◆ Aim of the task ◆
Edit the data below by changing each "single pin" to "single marker" and leaving every other part unchanged.

>>>>>

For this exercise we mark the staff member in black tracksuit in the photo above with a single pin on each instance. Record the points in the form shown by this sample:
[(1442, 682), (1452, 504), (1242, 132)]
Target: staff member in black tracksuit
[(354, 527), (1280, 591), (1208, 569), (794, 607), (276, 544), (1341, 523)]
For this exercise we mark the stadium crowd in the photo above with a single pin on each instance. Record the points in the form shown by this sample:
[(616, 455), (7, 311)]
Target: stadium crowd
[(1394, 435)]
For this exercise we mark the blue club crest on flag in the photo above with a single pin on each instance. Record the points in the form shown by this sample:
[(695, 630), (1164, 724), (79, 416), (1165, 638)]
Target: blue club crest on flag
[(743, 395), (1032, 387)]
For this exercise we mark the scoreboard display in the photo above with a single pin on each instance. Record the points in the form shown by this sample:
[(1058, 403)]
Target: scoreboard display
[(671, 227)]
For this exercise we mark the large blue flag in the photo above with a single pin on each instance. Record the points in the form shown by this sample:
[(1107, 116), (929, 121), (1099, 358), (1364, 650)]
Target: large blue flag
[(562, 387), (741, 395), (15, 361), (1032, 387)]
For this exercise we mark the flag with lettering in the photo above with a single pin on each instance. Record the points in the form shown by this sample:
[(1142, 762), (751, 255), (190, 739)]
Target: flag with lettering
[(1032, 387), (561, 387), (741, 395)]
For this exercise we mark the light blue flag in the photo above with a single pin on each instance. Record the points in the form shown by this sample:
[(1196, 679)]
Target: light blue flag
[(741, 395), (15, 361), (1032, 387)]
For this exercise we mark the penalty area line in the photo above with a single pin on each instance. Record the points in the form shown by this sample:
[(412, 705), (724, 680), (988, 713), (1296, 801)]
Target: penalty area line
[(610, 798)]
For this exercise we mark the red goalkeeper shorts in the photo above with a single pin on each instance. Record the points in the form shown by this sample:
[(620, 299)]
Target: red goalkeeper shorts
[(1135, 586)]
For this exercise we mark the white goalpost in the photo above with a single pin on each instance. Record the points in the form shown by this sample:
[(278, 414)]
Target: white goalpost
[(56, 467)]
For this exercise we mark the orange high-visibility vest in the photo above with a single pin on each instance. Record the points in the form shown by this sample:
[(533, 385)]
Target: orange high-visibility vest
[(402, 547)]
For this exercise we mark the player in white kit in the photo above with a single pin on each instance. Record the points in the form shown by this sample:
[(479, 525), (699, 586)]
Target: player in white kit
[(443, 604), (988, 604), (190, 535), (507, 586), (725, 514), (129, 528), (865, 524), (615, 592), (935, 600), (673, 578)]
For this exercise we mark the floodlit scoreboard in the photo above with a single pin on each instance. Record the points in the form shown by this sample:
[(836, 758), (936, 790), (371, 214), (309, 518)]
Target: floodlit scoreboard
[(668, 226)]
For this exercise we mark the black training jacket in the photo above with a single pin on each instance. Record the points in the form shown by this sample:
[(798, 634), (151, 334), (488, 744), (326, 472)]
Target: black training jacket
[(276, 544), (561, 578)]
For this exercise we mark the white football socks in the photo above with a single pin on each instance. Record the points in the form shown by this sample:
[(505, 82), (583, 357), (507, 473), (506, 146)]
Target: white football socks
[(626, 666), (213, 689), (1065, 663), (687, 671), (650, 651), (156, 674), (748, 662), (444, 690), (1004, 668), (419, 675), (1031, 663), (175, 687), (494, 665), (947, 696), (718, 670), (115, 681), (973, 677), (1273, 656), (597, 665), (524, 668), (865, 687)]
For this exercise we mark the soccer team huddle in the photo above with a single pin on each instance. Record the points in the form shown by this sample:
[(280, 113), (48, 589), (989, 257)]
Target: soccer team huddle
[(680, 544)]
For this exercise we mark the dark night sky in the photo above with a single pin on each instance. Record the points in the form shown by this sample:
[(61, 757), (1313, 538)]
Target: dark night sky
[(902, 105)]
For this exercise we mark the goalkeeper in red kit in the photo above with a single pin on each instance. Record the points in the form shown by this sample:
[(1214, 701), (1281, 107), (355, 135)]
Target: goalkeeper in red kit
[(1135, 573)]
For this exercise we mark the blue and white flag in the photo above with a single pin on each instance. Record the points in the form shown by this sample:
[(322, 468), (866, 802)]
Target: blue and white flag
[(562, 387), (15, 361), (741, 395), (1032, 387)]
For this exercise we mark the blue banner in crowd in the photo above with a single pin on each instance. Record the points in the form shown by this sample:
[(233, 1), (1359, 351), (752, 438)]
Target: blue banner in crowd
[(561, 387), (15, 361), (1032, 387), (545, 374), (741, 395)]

<<<<<

◆ Reply to the task ◆
For this exercise we mark the staff member in black tracksuit in the photo above with a single marker on each instance. Record the points in the form shown by this sample:
[(1442, 682), (1452, 504), (1242, 132)]
Target: staff member in black tracksuit
[(354, 527), (1280, 591), (1208, 569), (794, 607), (276, 544), (1341, 523)]
For this exercise we mark the stadium crowd in the photo above with a single marker on each instance. Record the points in the form shown by this sample:
[(616, 455), (7, 311)]
Target: stadium crowd
[(1394, 435)]
For this exercise we mark the blue club crest on flag in the photo above with a single marker on each instance. Record the points in the form shown by this sample:
[(695, 630), (1164, 724), (79, 416), (1165, 638)]
Target: blue club crest on flag
[(743, 395), (1032, 387)]
For this exercise we mark the scoreboard display in the photo above with a single marker on each instance. Record the points in the form shown by this sample:
[(1058, 403)]
Target: scoreboard display
[(671, 227)]
For this exercise we mark the large blue flag in the photo above with a single marker on each instance. Record the points in the form shown by this sample:
[(1107, 116), (929, 121), (1099, 358), (1364, 650)]
Target: large blue flag
[(562, 387), (741, 395), (15, 361), (1032, 387)]
For this exercise we mark the flag with lettering in the photo above with a single marker on each instance. Record the points in the form shown by this sample:
[(1142, 762), (751, 255), (190, 739)]
Target: flag with lettering
[(1032, 387), (561, 387), (741, 395)]
For this exercise we mark the light blue flag in the photo above with a single marker on each instance. Record the points in the form shown by this sample:
[(1196, 679)]
Target: light blue flag
[(741, 395), (15, 361), (1032, 387)]
For this exercise we mark the penalty area line in the photo above with a single marker on each instance. Record the points in the form shown by this sample:
[(412, 705), (724, 680), (988, 713), (1296, 801)]
Target: penalty area line
[(610, 798)]
For this exercise we mark the red goalkeeper shorts in the photo above with a single marker on each instance. Record the points in the form shown by this sample:
[(620, 299)]
Target: red goalkeeper shorts
[(1135, 586)]
For this exercise we mark the white goalpost in the photo above with a single marker on each instance. Record the points in the form shown by this sample:
[(278, 414)]
Target: white goalpost
[(56, 467)]
For this exercise we mark the orange high-visibility vest in the photo above with a single marker on each instance. Record the points in the form shown by this sample:
[(533, 385)]
Target: orange high-visibility vest
[(402, 547)]
For this exercise we mark the player in white kit in the photo above with a single marker on each instance. Record the points in the form shown by this sample:
[(479, 525), (699, 586)]
Target: player in white kit
[(443, 604), (988, 604), (190, 535), (507, 586), (725, 514), (129, 528), (865, 524), (615, 592), (935, 600), (673, 578)]
For this exercise we mark the floodlit scoreboard in the photo above with a single marker on each instance. Record the points in the form shown by this sample:
[(836, 758), (936, 790), (371, 214), (309, 518)]
Target: floodlit scoreboard
[(668, 226)]
For this exercise we mark the black training jacket in the photo above with a single marker on each instance. Record the points in the form shown by this sample:
[(798, 634), (151, 334), (488, 744), (326, 472)]
Target: black training jacket
[(276, 544), (561, 578)]
For this exercise we mark the white football socks in the photo above with a single marker on each instance. Record the points in the form shown by this sample:
[(505, 82), (583, 357), (507, 473), (506, 146)]
Target: white football socks
[(626, 666), (213, 689), (1065, 663), (687, 671), (650, 651), (156, 674), (748, 662), (444, 690), (1004, 668), (419, 675), (1031, 663), (175, 687), (494, 665), (947, 696), (718, 670), (115, 681), (973, 677), (1273, 656), (597, 665), (524, 668), (865, 687)]
For this exercise we mark the soccer team huddle in the photo above with a single marker on each instance. Record the points in the form shown by this sample:
[(280, 113), (48, 589), (989, 257)]
Target: soccer team huddle
[(680, 544)]
For this exercise we mark the dark night sky in the photo above with a single marker on each instance. Record the points in the form shown by this sample:
[(61, 757), (1313, 538)]
Target: dark night sky
[(902, 105)]
For this exercise we mark the goalkeeper in red kit in the photo above with a single marker on each instance. Record the points in the form shown by this sample:
[(1214, 701), (1281, 107), (355, 135)]
Target: goalkeeper in red kit
[(1135, 573)]
For this exercise we mark the blue and white flag in the photo above with a single marker on each instance. Record the points in the form shown by this sample:
[(322, 468), (866, 802)]
Target: blue and white flag
[(562, 387), (15, 361), (741, 395), (1032, 387)]
For this exercise we mark the blue banner in crowd in the photo above with a single marker on each instance. Record the points in the form shown by this sample:
[(233, 1), (1359, 351), (752, 438)]
Target: blue banner in crowd
[(561, 387), (15, 361), (1032, 387), (545, 374), (741, 395)]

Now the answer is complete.